PROBLEM STATEMENT: After locating the line that holds "Could you please indicate the toilet", transcribe it and each following line to the end of the records, changing nothing and adding nothing.

_ _ _

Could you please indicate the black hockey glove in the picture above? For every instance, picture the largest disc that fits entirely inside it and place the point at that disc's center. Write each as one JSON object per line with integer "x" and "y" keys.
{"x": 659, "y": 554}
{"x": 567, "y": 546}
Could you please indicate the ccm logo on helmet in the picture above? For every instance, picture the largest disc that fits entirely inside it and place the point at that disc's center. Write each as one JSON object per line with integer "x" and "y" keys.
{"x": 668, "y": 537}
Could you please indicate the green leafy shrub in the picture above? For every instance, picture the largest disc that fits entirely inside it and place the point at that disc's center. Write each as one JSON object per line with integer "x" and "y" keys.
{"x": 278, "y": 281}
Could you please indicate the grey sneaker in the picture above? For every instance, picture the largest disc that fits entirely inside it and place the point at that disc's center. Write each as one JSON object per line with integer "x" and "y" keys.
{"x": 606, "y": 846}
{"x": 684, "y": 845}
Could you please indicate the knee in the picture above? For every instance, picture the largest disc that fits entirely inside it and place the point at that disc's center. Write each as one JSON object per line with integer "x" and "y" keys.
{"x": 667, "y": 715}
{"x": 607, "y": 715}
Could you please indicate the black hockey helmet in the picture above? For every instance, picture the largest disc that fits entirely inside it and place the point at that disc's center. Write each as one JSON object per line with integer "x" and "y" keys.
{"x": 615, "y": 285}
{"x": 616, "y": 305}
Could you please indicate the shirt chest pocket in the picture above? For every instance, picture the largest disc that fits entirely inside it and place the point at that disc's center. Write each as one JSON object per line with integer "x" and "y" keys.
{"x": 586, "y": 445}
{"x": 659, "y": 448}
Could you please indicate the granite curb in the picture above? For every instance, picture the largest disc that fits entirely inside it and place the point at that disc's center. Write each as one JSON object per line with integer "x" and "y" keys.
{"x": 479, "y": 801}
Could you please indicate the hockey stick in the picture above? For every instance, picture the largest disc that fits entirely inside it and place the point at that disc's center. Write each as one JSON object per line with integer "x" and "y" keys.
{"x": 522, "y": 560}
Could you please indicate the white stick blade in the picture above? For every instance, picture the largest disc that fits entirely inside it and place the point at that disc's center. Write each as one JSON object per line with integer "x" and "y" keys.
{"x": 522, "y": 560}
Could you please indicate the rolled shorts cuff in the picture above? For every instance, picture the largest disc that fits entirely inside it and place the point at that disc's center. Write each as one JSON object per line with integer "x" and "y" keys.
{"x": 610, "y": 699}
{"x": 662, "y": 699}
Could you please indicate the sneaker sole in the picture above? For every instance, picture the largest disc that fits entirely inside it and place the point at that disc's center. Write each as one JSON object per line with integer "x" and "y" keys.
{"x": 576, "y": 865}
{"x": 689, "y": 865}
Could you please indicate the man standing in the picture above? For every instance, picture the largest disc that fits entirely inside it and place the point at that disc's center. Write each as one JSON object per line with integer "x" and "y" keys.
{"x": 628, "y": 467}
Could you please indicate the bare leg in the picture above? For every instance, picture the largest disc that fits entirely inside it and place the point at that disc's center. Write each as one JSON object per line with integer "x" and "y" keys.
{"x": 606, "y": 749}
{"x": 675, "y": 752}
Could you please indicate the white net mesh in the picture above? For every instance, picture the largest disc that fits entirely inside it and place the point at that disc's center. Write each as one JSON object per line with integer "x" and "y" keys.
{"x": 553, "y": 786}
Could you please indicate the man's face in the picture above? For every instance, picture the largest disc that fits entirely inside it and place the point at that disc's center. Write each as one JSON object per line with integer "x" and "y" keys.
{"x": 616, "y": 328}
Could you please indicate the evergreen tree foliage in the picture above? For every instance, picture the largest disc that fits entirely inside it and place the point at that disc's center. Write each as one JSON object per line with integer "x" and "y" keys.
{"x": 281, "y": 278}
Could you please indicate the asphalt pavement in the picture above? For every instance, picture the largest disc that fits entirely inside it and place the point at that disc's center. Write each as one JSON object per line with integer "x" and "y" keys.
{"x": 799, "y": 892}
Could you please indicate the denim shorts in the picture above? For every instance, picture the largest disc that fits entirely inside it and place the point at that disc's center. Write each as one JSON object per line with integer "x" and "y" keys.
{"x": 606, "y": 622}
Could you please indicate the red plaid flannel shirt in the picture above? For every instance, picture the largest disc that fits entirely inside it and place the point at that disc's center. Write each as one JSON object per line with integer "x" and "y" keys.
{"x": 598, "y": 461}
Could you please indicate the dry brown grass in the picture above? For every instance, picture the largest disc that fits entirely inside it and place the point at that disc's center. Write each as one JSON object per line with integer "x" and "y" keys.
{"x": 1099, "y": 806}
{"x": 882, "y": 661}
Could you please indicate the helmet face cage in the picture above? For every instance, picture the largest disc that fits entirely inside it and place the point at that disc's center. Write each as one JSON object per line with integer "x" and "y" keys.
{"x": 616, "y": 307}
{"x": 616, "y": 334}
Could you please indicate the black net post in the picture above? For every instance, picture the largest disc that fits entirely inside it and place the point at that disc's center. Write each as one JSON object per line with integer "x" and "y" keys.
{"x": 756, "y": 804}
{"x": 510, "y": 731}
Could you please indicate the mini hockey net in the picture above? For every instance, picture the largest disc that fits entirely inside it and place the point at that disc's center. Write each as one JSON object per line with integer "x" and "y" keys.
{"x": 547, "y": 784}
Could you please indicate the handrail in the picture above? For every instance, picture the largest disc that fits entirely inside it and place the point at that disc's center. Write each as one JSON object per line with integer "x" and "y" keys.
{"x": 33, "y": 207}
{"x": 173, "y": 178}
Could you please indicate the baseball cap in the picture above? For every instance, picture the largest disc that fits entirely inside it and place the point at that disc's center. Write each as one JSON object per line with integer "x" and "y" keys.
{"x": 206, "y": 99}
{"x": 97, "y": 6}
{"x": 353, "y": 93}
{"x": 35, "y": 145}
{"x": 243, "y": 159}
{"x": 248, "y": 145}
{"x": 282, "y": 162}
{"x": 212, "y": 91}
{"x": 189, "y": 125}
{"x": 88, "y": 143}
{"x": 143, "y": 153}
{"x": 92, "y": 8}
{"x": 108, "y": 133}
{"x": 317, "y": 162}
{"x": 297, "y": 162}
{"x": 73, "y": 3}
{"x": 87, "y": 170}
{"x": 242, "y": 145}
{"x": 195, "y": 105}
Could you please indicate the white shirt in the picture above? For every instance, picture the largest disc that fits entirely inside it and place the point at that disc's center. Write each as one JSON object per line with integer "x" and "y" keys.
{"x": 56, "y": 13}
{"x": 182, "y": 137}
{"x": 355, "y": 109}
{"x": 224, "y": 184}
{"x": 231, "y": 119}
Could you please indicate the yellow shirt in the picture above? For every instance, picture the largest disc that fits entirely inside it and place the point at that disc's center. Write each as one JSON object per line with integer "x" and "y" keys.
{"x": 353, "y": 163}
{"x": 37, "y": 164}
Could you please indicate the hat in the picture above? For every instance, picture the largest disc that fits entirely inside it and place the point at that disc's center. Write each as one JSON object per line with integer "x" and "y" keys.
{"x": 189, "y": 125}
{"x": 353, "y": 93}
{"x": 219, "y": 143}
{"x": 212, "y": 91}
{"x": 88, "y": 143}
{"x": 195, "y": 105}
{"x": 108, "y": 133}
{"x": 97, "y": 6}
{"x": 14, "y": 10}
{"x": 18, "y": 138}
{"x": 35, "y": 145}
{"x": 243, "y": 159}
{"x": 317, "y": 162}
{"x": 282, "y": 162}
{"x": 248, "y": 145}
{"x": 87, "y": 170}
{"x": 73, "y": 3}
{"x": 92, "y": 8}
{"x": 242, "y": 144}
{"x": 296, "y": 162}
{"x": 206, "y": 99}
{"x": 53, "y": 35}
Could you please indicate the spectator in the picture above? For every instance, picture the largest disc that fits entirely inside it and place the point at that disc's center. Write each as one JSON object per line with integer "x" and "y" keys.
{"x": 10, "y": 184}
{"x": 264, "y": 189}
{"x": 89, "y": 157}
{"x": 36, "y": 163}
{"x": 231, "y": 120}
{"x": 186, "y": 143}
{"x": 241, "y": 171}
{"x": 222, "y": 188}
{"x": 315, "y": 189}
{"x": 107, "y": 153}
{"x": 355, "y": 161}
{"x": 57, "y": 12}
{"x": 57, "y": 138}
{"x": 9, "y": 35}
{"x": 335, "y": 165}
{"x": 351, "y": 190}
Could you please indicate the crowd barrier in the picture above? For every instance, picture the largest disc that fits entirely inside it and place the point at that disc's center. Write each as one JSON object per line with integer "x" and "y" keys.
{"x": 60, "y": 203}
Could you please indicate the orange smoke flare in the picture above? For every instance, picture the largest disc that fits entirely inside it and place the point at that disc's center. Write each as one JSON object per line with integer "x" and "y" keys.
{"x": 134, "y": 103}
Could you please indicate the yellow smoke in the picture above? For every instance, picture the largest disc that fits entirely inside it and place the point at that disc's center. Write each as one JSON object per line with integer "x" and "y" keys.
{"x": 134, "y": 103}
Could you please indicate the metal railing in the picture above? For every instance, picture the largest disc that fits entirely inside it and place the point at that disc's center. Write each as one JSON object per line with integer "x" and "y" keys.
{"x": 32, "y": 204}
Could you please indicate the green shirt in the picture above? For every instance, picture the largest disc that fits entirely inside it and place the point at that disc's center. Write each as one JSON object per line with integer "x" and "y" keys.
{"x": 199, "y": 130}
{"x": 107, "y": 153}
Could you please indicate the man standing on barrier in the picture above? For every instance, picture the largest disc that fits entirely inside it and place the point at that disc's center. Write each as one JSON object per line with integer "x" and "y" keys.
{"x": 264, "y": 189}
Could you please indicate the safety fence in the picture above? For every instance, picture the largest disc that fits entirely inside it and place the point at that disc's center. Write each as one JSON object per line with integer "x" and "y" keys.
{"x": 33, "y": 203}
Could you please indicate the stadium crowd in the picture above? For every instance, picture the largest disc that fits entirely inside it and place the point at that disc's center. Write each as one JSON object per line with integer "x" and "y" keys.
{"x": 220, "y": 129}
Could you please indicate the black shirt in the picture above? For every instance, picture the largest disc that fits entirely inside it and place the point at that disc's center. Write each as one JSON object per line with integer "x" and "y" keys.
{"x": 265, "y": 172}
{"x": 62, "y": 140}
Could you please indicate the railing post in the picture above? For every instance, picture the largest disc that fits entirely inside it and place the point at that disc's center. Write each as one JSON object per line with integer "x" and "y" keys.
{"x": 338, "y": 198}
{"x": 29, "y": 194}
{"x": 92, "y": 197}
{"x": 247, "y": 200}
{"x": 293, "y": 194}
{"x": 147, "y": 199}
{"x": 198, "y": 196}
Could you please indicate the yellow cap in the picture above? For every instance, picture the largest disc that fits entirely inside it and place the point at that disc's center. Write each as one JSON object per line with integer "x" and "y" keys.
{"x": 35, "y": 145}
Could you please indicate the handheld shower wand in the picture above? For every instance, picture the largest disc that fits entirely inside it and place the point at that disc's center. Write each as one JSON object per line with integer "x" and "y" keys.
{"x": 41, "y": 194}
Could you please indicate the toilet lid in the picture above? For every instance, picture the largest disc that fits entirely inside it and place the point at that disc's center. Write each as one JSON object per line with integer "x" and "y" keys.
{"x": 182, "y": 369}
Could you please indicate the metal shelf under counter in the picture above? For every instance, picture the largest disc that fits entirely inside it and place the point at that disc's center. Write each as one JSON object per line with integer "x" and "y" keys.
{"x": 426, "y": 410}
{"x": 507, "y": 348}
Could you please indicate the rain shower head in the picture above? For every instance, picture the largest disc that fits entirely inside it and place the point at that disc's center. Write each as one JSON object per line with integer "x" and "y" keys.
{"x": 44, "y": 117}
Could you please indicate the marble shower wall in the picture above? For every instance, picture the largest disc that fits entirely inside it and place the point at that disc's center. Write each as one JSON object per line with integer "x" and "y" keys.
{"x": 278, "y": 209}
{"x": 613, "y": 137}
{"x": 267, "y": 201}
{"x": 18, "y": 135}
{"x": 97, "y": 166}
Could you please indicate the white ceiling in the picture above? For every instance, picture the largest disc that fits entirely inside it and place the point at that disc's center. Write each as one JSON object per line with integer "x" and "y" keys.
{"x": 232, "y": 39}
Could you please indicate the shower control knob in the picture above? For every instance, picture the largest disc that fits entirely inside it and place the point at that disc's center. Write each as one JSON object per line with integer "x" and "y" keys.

_ _ _

REPLY TO THE TASK:
Could you please indicate the toilet lid in the picture above? For every instance, picture the largest disc that fits entirely inside it and place the point at that disc's center. Write each as one JSON object per line with integer "x" and "y" keys.
{"x": 182, "y": 369}
Could you please indicate the metal shelf under counter in the picture above? For every instance, picture the largest disc that fits entirely inside it and place the point at that disc's center. Write each as one JSON object per line with integer "x" and "y" keys.
{"x": 426, "y": 410}
{"x": 507, "y": 348}
Could you please indicate the rain shower head in the picture above? For every instance, picture the largest disc that fits entirely inside it and place the point at that disc's center. Write each as one JSON object per line with integer "x" and "y" keys.
{"x": 44, "y": 117}
Could you please indicate the marble shower wall in the picture above? For every instance, picture the largest disc that fits entirely inside it and place the point at that disc's center. Write each as one JSON object per line with integer "x" and "y" keys.
{"x": 278, "y": 209}
{"x": 613, "y": 137}
{"x": 267, "y": 201}
{"x": 18, "y": 135}
{"x": 97, "y": 166}
Could you please indicate the white ceiling in the picture above? For every instance, picture the largest disc that fits entirely inside it and place the point at that disc's center. Write each as one JSON object per line with integer "x" and "y" keys.
{"x": 232, "y": 39}
Could you please indicate the shower control knob in the picture above? For every instance, picture the largest disc that fits entirely inside it and place the point at that disc's center. Write each as one JSON object per line with integer "x" and "y" keys.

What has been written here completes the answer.